Exoscale, a cloud provider is also using clojure heavily.

Pretty much anywhere where the jvm is a good fit, but given it’s a hosted language you can also use it to emit dart code or js and find it running on shoulders of others (like jank, llvm based dialect, or babashka)


All the things you are mentioning would be nice to haves but frankly nothing prevents us to use these today already, either directly or via a bit of wrapping.

Communication "style" and slow pace is frustrating sometimes but that's a small price to pay for all the positive facets of the language/community. I used to be more critical of these but I don't care anymore, the community is wonderful, the language is very usable and thriving, that's what matters ultimately.

About Datomic, I still don't get why there's no push to open-source the on-prem version, especially since nubank acquisition. I dug onto the internals a few times, contributed to some of the alternatives, read/viewed pretty much everything about it and used it for fun in toy projects, and that thing is just so versatile it makes me angry it's not more accessible and as a result not more popular. It has an incredible untapped potential. Every conj I am holding my breath hoping for a "one more thing" announcement where they'd do just that. The "alternatives" do things either quite differently on too many aspects or lack traction.

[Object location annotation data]

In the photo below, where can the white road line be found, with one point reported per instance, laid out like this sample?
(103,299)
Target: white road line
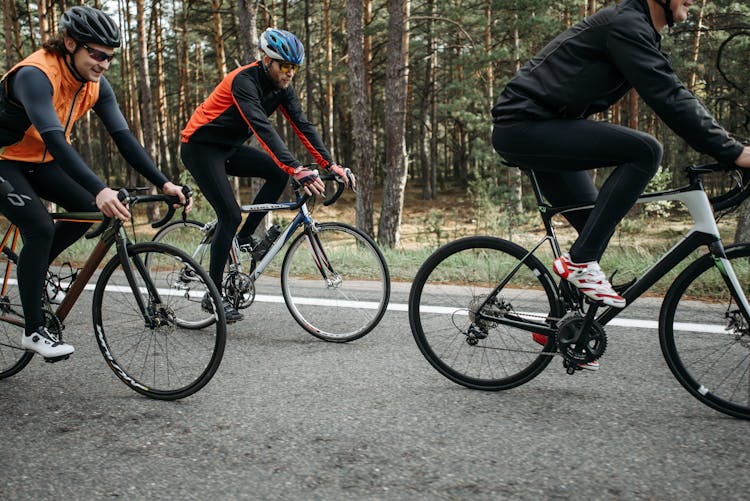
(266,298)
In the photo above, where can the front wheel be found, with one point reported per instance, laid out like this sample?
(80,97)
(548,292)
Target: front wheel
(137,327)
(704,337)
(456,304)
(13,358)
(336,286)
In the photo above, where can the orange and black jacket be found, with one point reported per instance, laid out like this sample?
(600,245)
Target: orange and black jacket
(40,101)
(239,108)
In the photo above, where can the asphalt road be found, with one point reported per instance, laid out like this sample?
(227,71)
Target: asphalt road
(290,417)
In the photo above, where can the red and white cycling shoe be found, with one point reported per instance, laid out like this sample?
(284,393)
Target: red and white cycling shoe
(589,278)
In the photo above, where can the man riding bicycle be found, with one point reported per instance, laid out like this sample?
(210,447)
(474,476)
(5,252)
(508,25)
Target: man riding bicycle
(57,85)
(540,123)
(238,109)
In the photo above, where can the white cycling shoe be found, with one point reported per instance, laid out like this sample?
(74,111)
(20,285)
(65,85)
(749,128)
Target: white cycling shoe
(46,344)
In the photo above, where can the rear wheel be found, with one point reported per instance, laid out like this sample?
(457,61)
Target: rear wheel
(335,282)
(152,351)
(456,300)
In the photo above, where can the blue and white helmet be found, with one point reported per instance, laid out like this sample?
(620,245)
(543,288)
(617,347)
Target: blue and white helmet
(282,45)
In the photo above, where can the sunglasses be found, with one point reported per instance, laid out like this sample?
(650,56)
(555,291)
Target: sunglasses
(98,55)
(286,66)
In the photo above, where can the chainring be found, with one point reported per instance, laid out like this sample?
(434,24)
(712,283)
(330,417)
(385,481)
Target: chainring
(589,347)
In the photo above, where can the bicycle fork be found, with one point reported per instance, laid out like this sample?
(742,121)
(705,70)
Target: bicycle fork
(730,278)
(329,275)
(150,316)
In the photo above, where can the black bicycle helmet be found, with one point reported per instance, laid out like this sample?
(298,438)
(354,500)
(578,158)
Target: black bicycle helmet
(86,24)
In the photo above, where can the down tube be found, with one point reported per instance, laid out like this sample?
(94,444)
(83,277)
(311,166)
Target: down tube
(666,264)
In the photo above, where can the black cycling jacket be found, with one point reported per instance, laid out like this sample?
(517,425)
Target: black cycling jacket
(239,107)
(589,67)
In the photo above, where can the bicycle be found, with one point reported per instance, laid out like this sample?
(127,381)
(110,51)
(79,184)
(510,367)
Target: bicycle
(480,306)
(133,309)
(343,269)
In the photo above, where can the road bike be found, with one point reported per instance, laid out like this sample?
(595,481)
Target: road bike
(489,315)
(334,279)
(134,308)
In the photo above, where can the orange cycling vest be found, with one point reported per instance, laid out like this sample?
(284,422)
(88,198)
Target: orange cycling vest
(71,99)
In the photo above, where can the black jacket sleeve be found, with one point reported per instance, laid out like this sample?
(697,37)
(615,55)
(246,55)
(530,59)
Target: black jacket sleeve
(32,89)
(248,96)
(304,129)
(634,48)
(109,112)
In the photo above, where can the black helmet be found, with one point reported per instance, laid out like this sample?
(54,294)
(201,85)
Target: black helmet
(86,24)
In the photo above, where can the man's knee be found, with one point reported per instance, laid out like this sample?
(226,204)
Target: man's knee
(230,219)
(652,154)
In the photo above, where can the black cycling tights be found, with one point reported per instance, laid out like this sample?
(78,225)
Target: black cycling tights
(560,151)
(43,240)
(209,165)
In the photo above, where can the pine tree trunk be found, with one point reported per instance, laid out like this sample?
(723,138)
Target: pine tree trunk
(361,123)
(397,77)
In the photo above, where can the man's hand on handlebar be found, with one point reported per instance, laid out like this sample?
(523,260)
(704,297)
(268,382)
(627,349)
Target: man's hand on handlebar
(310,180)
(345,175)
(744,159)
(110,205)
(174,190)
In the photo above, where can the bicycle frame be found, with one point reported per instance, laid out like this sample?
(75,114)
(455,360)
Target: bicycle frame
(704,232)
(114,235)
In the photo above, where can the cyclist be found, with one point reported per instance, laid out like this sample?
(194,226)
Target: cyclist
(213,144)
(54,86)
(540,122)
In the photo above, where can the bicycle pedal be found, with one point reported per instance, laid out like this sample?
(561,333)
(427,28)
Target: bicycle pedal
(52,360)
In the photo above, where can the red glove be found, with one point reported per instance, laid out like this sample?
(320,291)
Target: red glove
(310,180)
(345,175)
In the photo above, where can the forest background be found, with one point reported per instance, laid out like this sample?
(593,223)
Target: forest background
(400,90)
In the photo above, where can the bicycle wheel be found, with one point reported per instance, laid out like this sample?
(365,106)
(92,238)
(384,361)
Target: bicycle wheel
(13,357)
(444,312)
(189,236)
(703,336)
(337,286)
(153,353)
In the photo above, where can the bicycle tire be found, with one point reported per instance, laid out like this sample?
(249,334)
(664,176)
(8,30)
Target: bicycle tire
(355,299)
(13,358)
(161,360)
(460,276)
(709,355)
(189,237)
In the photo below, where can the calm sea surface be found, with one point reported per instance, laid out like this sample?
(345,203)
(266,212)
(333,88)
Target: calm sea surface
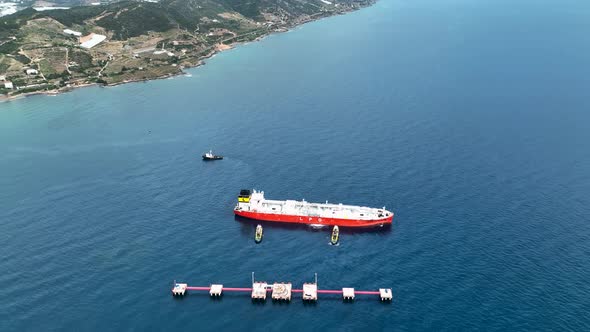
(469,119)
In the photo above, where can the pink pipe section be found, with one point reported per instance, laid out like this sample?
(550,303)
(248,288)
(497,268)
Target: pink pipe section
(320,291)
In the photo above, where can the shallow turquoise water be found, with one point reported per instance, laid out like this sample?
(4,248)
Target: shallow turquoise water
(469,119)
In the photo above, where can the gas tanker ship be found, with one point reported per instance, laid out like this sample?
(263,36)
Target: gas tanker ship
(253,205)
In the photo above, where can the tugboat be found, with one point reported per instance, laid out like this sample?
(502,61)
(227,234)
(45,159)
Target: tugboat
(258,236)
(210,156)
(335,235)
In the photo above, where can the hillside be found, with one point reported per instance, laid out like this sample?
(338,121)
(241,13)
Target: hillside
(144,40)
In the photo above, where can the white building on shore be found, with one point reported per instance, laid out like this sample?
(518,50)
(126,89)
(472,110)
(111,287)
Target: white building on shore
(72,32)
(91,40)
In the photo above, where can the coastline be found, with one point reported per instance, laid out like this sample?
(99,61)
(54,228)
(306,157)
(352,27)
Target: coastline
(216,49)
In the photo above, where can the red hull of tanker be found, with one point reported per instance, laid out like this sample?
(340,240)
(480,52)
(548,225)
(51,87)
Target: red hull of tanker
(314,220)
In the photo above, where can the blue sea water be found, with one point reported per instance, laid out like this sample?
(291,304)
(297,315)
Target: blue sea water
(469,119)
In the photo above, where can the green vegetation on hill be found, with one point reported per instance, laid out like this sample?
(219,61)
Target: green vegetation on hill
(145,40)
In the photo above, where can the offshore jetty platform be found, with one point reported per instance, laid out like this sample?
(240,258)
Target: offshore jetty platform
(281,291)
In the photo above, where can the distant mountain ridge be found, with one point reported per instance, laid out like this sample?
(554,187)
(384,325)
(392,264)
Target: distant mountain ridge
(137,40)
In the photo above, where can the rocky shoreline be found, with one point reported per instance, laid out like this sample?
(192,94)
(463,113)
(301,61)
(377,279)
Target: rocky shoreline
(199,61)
==
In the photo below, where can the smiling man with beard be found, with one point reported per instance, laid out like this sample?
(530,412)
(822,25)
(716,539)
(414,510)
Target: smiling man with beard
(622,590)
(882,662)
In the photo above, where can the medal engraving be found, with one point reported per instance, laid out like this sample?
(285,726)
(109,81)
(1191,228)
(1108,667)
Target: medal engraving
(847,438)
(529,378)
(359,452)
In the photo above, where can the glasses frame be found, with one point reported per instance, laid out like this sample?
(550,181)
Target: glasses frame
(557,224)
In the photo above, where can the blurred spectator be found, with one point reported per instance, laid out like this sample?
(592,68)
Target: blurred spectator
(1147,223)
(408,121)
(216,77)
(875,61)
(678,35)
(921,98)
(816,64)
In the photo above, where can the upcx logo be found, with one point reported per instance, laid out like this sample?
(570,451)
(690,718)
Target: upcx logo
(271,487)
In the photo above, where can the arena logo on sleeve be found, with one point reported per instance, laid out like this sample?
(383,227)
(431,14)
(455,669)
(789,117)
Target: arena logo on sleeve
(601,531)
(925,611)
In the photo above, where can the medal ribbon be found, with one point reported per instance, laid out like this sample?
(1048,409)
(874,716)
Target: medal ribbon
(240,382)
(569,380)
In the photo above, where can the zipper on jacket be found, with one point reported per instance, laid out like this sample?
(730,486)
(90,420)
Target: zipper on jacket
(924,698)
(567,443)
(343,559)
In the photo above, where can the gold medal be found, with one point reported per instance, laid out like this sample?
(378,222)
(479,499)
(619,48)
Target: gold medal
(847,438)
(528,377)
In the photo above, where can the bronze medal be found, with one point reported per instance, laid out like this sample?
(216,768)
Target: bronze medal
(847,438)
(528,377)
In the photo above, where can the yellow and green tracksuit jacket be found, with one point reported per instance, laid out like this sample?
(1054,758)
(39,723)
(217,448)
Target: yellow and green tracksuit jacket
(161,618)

■ Description of the task ■
In the Clojure comment, why does the writer accept the community's communication style and slow pace despite finding them frustrating? Answer in one to three sentences. You can set this data aside; it isn't needed.

■ Output of the task ■
The writer sees these as a small price to pay for all the positive sides of the language and community. The community is wonderful, and the language is very usable and thriving, which is what ultimately matters.